■ Tekstfragment
○ ○ ○ ○ ○ ○ ○

Vergeten olympische sport: 'Vissen is niet zomaar een hengeltje uitgooien'
Op de Olympische Spelen in Parijs zullen er liefst 32 sporten te zien zijn. Er komen regelmatig nieuwe sporten bij, maar er is ook een aantal sporten uit het collectieve olympische geheugen verdwenen. In aanloop naar de komende editie is er daarom elke week aandacht voor een vergeten olympische sport. Deze week: het sportvissen.
Terwijl de hemelsluizen wagenwijd openstaan, gaat Anja Groot in haar waterdichte kleding stoïcijns aan de slag op de steiger bij het meertje. Haar viskist, die ook dienst doet als stoel, is gevuld met haakjes en dobbers. Op het gras: de foedraal met hengels, een roller, bakjes aas. Het ritueel van de voorbereiding, Groot neemt er de tijd voor. Ook in de stromende regen. "Vissen is niet zomaar een hengeltje uitgooien."
De viervoudig wereldkampioene is gespitst op elk detail. Als haar materiaal op orde is, begint ze met een verzwaarde dobber de bodem van het meertje te verkennen. Ook de weersomstandigheden - regen en windkracht 5 - neemt ze nauwgezet in zich op.

○ ○ ○ ○ ○ ○ ○

■ Verzamelde gegevens
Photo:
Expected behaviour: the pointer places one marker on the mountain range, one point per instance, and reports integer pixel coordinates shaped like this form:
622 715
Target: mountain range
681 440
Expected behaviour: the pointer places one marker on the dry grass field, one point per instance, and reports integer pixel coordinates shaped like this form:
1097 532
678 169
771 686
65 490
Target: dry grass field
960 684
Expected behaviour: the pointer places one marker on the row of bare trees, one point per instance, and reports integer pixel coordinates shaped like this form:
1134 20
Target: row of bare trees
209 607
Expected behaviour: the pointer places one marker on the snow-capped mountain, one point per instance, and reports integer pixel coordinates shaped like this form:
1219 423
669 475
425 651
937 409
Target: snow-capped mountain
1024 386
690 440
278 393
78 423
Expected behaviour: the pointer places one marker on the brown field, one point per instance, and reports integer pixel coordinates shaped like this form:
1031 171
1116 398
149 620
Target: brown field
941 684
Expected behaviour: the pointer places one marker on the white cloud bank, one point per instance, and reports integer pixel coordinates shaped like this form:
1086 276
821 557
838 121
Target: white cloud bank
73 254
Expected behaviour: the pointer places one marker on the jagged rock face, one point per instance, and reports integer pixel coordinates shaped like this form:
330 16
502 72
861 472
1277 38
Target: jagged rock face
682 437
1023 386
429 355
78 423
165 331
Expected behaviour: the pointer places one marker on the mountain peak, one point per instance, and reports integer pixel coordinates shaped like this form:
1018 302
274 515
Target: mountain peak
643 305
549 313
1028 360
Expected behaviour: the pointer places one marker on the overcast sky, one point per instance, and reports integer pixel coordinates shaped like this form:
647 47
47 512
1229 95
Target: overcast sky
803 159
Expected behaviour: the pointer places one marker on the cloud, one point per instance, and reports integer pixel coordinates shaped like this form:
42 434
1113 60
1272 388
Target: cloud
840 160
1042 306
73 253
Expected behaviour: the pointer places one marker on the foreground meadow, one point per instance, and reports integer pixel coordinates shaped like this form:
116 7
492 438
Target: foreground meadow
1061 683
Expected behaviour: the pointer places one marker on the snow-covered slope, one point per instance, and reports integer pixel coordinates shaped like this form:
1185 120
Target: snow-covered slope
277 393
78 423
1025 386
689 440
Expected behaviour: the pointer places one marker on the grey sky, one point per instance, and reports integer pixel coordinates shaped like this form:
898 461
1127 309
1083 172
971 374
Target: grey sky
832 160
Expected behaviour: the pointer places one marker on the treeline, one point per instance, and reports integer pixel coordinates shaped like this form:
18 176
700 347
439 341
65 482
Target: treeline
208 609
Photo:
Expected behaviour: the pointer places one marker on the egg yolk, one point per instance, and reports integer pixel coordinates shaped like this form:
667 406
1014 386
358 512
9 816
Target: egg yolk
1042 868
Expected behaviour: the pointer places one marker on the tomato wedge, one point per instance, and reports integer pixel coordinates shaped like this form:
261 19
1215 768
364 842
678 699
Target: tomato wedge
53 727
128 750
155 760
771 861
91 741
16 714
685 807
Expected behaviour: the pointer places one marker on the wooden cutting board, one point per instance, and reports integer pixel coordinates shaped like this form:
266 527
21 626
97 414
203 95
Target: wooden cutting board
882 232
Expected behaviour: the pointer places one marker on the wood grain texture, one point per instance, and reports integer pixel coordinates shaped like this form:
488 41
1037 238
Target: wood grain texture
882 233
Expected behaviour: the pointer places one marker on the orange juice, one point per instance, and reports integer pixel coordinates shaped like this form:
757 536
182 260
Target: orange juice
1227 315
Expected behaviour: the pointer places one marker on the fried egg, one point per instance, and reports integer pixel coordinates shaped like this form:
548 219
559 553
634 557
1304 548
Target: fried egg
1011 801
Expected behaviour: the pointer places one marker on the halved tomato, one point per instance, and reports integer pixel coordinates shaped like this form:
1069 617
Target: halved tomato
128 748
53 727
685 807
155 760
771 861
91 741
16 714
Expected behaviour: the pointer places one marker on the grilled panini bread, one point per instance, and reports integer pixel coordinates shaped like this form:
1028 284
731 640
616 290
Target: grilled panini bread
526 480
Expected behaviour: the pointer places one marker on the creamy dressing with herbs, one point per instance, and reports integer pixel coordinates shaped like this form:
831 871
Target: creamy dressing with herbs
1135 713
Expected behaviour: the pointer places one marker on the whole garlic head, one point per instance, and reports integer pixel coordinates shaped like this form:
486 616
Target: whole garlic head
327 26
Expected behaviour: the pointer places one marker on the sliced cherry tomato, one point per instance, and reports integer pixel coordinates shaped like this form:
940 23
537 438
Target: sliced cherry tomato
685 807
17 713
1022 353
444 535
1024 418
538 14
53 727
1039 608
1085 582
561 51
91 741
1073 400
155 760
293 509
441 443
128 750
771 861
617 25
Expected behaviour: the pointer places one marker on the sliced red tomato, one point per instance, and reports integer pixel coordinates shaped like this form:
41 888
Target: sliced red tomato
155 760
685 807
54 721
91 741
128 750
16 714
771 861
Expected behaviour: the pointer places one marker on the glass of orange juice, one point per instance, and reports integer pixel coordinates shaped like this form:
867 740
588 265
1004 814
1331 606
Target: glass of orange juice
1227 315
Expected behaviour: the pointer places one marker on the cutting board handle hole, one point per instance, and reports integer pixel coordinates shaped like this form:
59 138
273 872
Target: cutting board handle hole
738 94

○ ○ ○ ○ ○ ○ ○

■ Doel
Zet het artikel over het sportvissen voort, beginnend na de laatste zin. De gegevens staan los van het artikel over het sportvissen.

■ Uitwerking
Zo professioneel uitgerust als Groot waren ze niet, de 600 vissers die in 1900 hun hengels uitwierpen vanaf de oevers van de Seine. De enige keer dat 'vissen' deel uitmaakte van het olympisch programma kwam het gros van de deelnemers uit Frankrijk, een aanzienlijk deel daarvan viste zelfs in eigen stad.
De organisatie besloot het veld in drie groepen te verdelen: de buitenlanders, de non-Parisiens en de Parijzenaren. Gezamenlijk haalden ze meer dan tweeduizend vissen uit de rivier.
Anno 2024 is de hengelsport uitgegroeid tot een serieuze bezigheid. Televisieprogramma's over vissen vinden een trouw publiek. Zelf is Groot actief als vlogger. Ook nu, op een kille, regenachtige ochtend in Vinkel, plaatst ze de camera op een statief om haar kijkers deelgenoot te maken van haar sportbeleving.
Kennismaken met de vissen
Als wereldkampioene laat zij niets aan het toeval over. Rondom een groot kampioenschap is Groot al vijf dagen voor de wedstrijd aanwezig op de locatie. "Dan proberen we erachter te komen wat en hoeveel de vissen willen eten, welk haakje we moeten gebruiken, welke lijndiktes. Het is eigenlijk kennismaken met de vissen. Tot in het extreme zoeken wij dat in zo'n week uit. En dan hoop je dat zich dat uitbetaalt in een medaille."
Bij het meertje is Groot inmiddels klaar voor haar eerste poging. Alle attributen die ze nodig heeft, zijn bevestigd aan de viskist zodat ze tijdens het vissen niet hoeft op te staan. "Voor mij is tijd vis. Als ik van mijn kist af moet om iets te pakken, kost mij dat weer twee minuten. In die tijd zou ik ook een vis aan kunnen slaan."
Ik heb wel eens een kampioenschap gehad waar ik in vier uur tijd 300 vissen ving.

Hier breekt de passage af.